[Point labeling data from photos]
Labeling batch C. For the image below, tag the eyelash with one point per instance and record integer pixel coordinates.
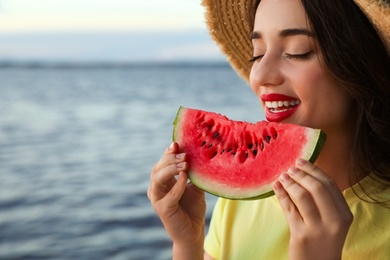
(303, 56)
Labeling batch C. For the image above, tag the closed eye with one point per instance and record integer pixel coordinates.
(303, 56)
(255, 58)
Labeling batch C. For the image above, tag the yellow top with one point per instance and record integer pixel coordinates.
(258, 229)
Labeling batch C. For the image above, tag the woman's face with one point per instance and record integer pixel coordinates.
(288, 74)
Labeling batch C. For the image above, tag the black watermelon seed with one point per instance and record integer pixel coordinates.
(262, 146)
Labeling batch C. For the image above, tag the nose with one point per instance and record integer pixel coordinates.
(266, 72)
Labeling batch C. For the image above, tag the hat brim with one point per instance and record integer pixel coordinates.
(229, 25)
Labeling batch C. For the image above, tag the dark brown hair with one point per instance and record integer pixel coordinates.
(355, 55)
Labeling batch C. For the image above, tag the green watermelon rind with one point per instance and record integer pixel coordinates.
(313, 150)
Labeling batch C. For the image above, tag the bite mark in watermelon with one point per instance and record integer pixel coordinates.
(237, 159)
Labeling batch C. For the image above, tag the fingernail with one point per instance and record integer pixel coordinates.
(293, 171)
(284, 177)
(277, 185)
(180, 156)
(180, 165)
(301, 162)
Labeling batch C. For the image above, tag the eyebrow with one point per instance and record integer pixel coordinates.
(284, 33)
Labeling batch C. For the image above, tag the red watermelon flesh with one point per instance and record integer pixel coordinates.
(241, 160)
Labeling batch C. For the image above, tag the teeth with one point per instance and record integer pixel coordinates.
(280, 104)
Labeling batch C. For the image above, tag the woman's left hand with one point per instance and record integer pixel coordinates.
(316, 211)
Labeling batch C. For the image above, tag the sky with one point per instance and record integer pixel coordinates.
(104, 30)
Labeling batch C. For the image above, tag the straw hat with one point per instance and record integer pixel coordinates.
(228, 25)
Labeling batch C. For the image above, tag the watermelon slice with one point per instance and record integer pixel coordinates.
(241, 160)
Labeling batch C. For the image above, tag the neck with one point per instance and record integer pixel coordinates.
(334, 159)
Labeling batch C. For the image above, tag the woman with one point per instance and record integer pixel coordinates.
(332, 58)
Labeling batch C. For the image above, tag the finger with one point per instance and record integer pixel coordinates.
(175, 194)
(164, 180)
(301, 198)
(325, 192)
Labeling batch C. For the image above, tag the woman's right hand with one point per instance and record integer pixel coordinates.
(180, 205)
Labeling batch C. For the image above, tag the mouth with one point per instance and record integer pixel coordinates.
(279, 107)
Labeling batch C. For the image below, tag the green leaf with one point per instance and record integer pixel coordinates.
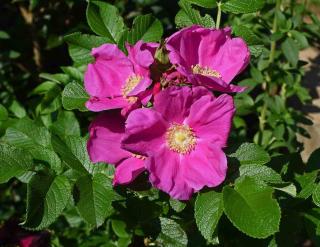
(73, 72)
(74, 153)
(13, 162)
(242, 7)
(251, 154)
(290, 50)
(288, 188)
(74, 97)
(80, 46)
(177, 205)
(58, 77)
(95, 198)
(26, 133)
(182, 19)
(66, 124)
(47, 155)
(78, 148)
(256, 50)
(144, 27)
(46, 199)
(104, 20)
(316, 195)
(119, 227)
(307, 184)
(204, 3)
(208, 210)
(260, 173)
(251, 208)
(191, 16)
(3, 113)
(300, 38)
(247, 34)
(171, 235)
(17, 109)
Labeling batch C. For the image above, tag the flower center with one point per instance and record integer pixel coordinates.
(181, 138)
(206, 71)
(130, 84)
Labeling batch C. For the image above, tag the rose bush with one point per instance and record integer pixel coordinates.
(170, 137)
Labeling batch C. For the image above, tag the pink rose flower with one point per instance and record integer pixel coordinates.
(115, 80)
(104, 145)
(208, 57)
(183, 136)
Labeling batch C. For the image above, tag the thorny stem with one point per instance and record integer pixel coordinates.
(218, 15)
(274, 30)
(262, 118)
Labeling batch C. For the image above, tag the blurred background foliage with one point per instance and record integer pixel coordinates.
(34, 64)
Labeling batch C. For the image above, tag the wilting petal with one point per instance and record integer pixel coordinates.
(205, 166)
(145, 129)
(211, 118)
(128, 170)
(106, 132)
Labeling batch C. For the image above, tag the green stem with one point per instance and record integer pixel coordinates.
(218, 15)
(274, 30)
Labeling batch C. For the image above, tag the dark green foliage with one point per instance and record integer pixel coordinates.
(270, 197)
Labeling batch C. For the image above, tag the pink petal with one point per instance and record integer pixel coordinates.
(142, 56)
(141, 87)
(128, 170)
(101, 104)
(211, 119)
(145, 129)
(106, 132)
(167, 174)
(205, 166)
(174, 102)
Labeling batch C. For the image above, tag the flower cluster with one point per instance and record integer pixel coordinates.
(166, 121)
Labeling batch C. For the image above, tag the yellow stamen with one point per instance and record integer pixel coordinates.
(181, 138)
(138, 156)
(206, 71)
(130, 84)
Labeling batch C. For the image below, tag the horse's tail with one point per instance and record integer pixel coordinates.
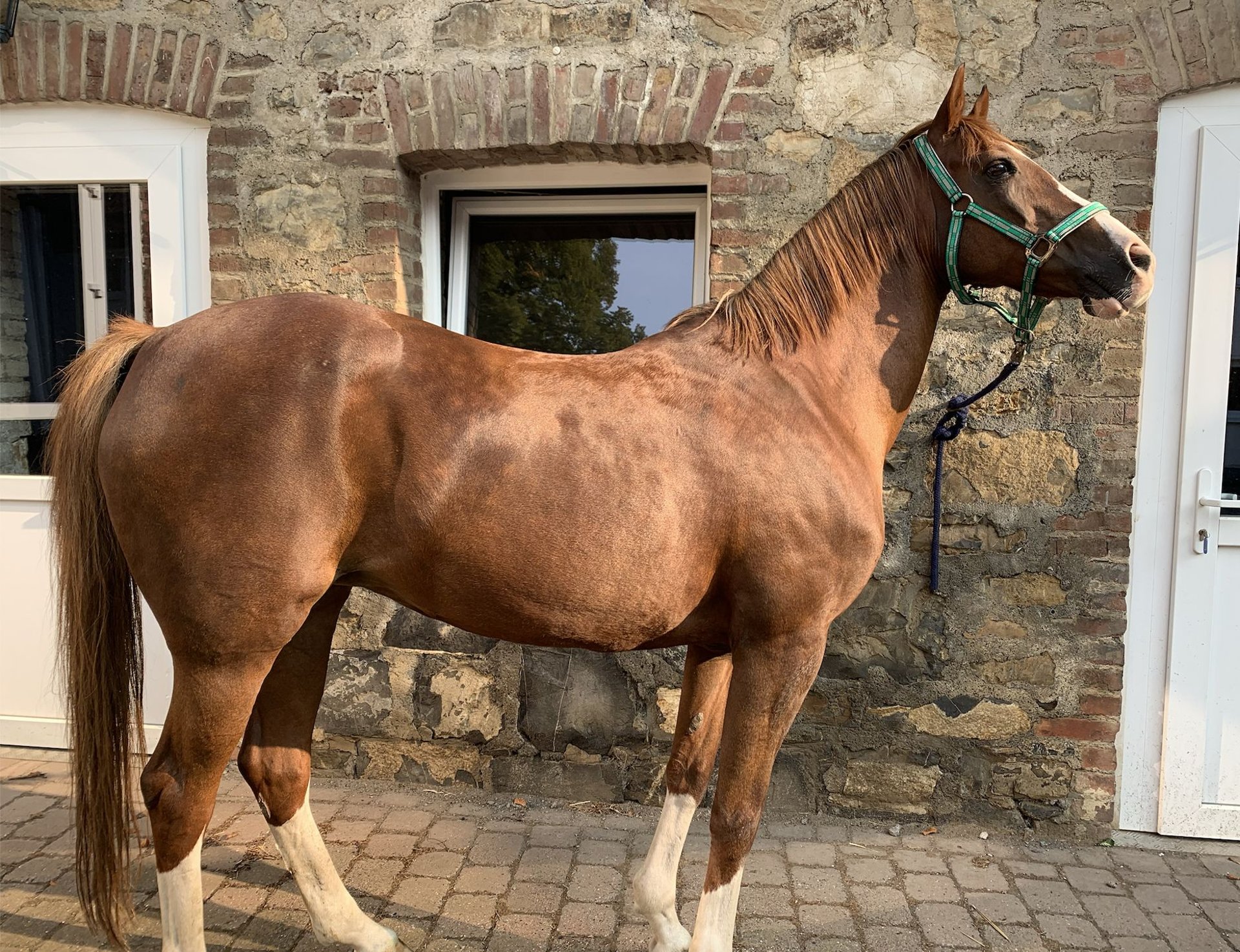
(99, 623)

→ **Directions**
Repeat all of the lines above word for word, but leave out the pictures.

→ **Correct answer**
Labeling batch C. For the image below, tag the eyelash with one point per instance and record integer pixel coordinates.
(303, 56)
Labeling batch C. For the image above, tag the closed eye with one point per instance and record integer pixel coordinates.
(303, 56)
(255, 58)
Labeling batch C. For the image above, tag the yellow top with one point per instance and record integer pixel coordinates.
(258, 229)
Labeling batch C. For the image above, tag the woman's face with one point per instance and record integer pixel coordinates.
(288, 74)
Labeling batch C. For the image above, tag the black watermelon seed with one point per instance and record integer pixel coordinates.
(262, 146)
Labeling batch C. For the image above, tag the nose with one point per instance and record integer pixel coordinates.
(266, 72)
Labeling batch C. For the image above, tag the hat brim with one point per instance and record integer pixel coordinates.
(229, 25)
Labeling batch C. For the image above, tag the dark brown hair with one point per instance and record integer pixel coordinates.
(355, 55)
Labeling batch C. For the image above, tag the green watermelon rind with one point per instance and record integer pixel coordinates.
(313, 150)
Labeling batch C. For the image above, tag the bite mark in watermelon with one point per instance and record integer pixel coordinates.
(237, 159)
Labeling batch C. For the image above, tag the fingernail with one point per instance and record integer pixel coordinates.
(293, 171)
(284, 177)
(277, 185)
(180, 156)
(180, 165)
(301, 162)
Labeling batch C. For the image above, tag the eyebrow with one point per instance and record integer pixel coordinates.
(284, 33)
Labeling batch C. For the image above, tag the red watermelon flesh with one point per instance and record integer pixel coordinates.
(241, 160)
Labeling batch C. For the image above, tag the teeth with one point per instance and record integer pixel coordinates.
(280, 104)
Labeling batch C. For the image above, tag the woman's left hand with one point per instance and record integer pixel coordinates.
(316, 211)
Labeling batch C. For the image above, tag the sky with one point per instance and record integer pixel coordinates.
(104, 30)
Labeling batch C. For the image above, tag the straw hat with one point per instance and record integer pixel coordinates.
(228, 25)
Labeling batch C. For the image above, tag the watermelon slice with one point per instance and record integer pixel coordinates.
(241, 160)
Labeling batch C. For the image above, tag the neck with one point per instance and record integer pixel coordinates.
(334, 159)
Labeling batch C. For the image above, tag the woman with one point per instance and record integer pixel coordinates.
(332, 58)
Labeling batch C. For the image above, tag the finger with one point per instance and record integer pixel coordinates.
(175, 194)
(164, 180)
(301, 198)
(325, 192)
Labeling batch C. For the image above, tag the woman's right hand with one point per instance and record integer pixel coordinates.
(180, 205)
Labeling batch C. For the image above, tag the mouth with one point per instance and record integer pixel coordinates.
(279, 107)
Labeling batch C. For the image below, tag the green leaf with one point per instance and record integer pixel coordinates.
(73, 72)
(74, 153)
(13, 162)
(242, 7)
(251, 154)
(290, 50)
(288, 188)
(74, 97)
(80, 46)
(177, 205)
(58, 77)
(95, 198)
(26, 133)
(182, 19)
(66, 124)
(47, 155)
(78, 148)
(256, 50)
(144, 27)
(46, 199)
(104, 20)
(316, 195)
(119, 227)
(307, 184)
(204, 3)
(208, 210)
(260, 173)
(251, 208)
(191, 16)
(3, 113)
(300, 38)
(247, 34)
(171, 235)
(17, 109)
Labeling batch C. For the image above, tag the flower center with one point per instance and record integer pixel coordinates.
(181, 138)
(206, 71)
(130, 84)
Labeling batch C. For the image above, tag the rose bush with one point per instance and record integer pixel coordinates.
(170, 137)
Labeling batch C. For the image above, tag the pink rose flower with one point per instance and record integer pixel coordinates.
(115, 80)
(104, 145)
(208, 57)
(183, 136)
Labeling batch C. For the image above, tag the thorny stem with one point per instance and record integer pixel coordinates.
(218, 15)
(274, 30)
(262, 118)
Labeling batch C. For the image above, tag the blurred background foliage with one point per instance and record integer pixel coordinates.
(34, 64)
Labeling batch C. For the image above, tag the wilting petal with one point per instance and record integer pixel coordinates.
(205, 166)
(145, 129)
(211, 118)
(128, 170)
(106, 132)
Labeling batch C. For the image above, tag the green stem with one point per instance and record integer pixel coordinates.
(218, 15)
(274, 30)
Labeling batch C. For the image above, tag the dark green foliage with one point per instance and record integer pixel coordinates.
(270, 197)
Labeling batch C. For the image above, tag the pink petal with one point per instance and record integer pixel coordinates.
(142, 56)
(141, 87)
(128, 170)
(101, 104)
(211, 119)
(145, 129)
(106, 132)
(167, 174)
(205, 166)
(174, 102)
Labeling batch C. For the image above, tag the flower cluster with one point per instance and record integer pixel coordinates.
(166, 121)
Labeling batch C. For the image above, tag the yellow stamen with one point per instance and record integer pixel coordinates.
(181, 138)
(138, 156)
(206, 71)
(130, 84)
Labeling batch C. For the image below, tag the horse's tail with one point per instance and record integer pixel coordinates.
(99, 623)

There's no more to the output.